→ ASSIGNMENT
Given the records that follow, return each one verbatim.

→ EXTRACTED MATERIAL
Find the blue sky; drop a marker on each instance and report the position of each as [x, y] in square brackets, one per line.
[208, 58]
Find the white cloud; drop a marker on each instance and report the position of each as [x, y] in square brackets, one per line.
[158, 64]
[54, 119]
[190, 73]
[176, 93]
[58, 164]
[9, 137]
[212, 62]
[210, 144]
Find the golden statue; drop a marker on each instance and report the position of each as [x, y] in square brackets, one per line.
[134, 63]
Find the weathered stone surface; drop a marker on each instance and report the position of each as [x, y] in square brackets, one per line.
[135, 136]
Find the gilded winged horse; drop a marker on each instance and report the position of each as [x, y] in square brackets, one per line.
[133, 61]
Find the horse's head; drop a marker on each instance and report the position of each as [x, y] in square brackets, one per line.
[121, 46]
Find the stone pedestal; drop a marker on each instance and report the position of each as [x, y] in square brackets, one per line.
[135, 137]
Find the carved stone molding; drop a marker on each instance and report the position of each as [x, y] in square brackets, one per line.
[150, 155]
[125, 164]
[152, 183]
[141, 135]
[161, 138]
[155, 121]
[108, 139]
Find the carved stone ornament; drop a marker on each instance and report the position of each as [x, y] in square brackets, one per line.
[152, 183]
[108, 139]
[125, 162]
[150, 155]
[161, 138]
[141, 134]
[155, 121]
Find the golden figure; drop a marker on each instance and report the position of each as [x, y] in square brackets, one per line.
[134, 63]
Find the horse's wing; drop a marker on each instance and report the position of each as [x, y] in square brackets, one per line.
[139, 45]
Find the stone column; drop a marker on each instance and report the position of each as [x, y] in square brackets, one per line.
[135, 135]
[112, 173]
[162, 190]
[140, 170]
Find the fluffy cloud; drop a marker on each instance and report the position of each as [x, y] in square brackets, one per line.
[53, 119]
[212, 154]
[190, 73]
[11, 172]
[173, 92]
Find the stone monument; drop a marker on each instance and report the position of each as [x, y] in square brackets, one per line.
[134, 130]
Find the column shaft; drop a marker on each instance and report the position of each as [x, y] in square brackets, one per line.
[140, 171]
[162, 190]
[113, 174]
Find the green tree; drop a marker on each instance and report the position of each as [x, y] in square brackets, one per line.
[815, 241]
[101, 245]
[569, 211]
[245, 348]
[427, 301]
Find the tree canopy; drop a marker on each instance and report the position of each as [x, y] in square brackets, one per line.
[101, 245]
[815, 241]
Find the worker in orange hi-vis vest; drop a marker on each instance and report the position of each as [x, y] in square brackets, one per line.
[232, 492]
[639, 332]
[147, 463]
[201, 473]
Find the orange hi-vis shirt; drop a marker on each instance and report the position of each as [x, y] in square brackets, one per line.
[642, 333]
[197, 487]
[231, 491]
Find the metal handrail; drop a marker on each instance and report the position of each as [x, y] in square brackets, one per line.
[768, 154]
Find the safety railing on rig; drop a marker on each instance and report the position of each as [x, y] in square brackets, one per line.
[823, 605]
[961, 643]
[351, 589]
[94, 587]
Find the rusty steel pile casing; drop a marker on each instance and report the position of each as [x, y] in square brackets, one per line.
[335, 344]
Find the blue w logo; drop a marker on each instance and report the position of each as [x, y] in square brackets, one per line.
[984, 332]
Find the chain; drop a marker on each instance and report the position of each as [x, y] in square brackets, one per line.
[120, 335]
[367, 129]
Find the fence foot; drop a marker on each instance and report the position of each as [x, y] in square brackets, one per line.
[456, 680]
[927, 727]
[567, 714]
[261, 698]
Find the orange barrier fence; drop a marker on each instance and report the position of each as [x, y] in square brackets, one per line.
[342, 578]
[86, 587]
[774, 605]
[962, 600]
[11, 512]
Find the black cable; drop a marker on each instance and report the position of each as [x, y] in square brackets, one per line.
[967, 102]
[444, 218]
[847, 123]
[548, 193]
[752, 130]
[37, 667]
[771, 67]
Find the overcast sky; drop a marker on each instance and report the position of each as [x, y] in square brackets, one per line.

→ TASK SOLUTION
Find the blue sky; drop a marker on each instance and report the position of each as [x, y] in square brackets, one per line.
[208, 58]
Find the white cloud; drop a marker on each instance and report the position of each as [x, y] in square brackets, one per line.
[158, 64]
[54, 119]
[190, 73]
[176, 93]
[58, 164]
[9, 137]
[212, 62]
[210, 144]
Find the golden statue; drop a marker on each instance and report the position of each as [x, y] in square brackets, one per line.
[134, 63]
Find the weathered stone surface; drop a marker on each instance and report the position of each as [x, y] in square brackets, one per line.
[135, 136]
Find the gilded winged horse; drop a marker on each instance and report the position of each as [x, y] in square brackets, one per line.
[133, 61]
Find the horse's head; drop a marker on each instance and report the position of each as [x, y] in square brackets, one per line.
[121, 46]
Find the stone pedestal; drop a marker on each instance and report the position of each as [x, y] in square brackets, one per line.
[135, 137]
Find the carved stone molding; drop a marker on each instance and report the position of each as [x, y] in square brackets, one per line.
[150, 155]
[125, 164]
[152, 183]
[141, 135]
[161, 138]
[155, 121]
[108, 139]
Find the carved stone ornament; drop a marker on each instance and report the position of each as [x, y] in square brackets, one per line.
[152, 183]
[108, 139]
[125, 162]
[150, 155]
[161, 138]
[141, 134]
[155, 121]
Find the golden figure; drop a marker on each instance and report the position of each as [x, y] in square brackets, one per line.
[134, 63]
Find the horse's wing; drop a marker on each instance and report the position of each as [x, y] in square brackets, one per line.
[139, 45]
Find the stone column; drop a marker on each instance and report the position of each as [x, y] in square brackets, one per line.
[135, 135]
[112, 173]
[162, 190]
[140, 170]
Find the fluffy cloud; drop a marker on each instance and report the position of each as [x, y] in square brackets, one per line.
[53, 119]
[212, 154]
[190, 73]
[11, 172]
[173, 92]
Find the stone monument; drop a marker on each instance and report the position of each as [x, y] in square brackets, one per line.
[134, 130]
Find the column shaft; drop a marker on each instance and report the position of each as [x, y] in square brackets, one per line.
[140, 171]
[162, 190]
[113, 174]
Find the green tree; drop a marker on each instance and report the position of each as [x, y] in square brackets, one per line.
[815, 241]
[101, 245]
[569, 211]
[245, 348]
[427, 301]
Find the tree canopy; drop a marker on each instance and report the position of each as [x, y] in square brackets, one per line.
[101, 245]
[815, 241]
Find the worker in orange hi-vis vest; drop a marker on each instance and report the position of each as [x, y] in square brackets, one per line.
[232, 492]
[639, 332]
[147, 463]
[201, 473]
Find the orange hi-vis shirt; drop a marker on each instance and report the position of each as [x, y] in square brackets, one per line.
[642, 333]
[197, 487]
[231, 491]
Find the metal handrail; drop a marker on each instance and report the position of each as [x, y] in square brackets, one per line.
[768, 154]
Find the safety railing on rig; drop a marker on each instance and report the position of each as [x, y] in square brackets, one per line.
[823, 605]
[961, 643]
[351, 589]
[94, 587]
Find the rusty steel pile casing; drop a marker on each instance and report the position of each as [x, y] in square brackets, one per line.
[335, 344]
Find the blue w logo; drop a marker on each instance and report the position of each as [x, y] in square brackets, one per line.
[984, 332]
Find the chain; drop a marker on each instance and report the position of each as [x, y] in square brackets, one per line.
[120, 335]
[367, 129]
Find the fence foot; drop a marker on each instance and report the position of each as [x, y] in square brackets, one per line.
[456, 680]
[927, 727]
[567, 714]
[261, 698]
Find the orange barrier fence; drop a marker on each instance and report the position of each as [x, y] in square brackets, one per line.
[342, 578]
[86, 587]
[774, 605]
[962, 600]
[11, 512]
Find the black cable; drop a marker on each instance and report the position of each as [x, y] in square brackets, one per line.
[967, 102]
[444, 218]
[847, 123]
[548, 193]
[752, 130]
[37, 667]
[771, 67]
Find the overcast sky; drop a marker on each instance and report the position of each as [x, y] in square brackets, one per line.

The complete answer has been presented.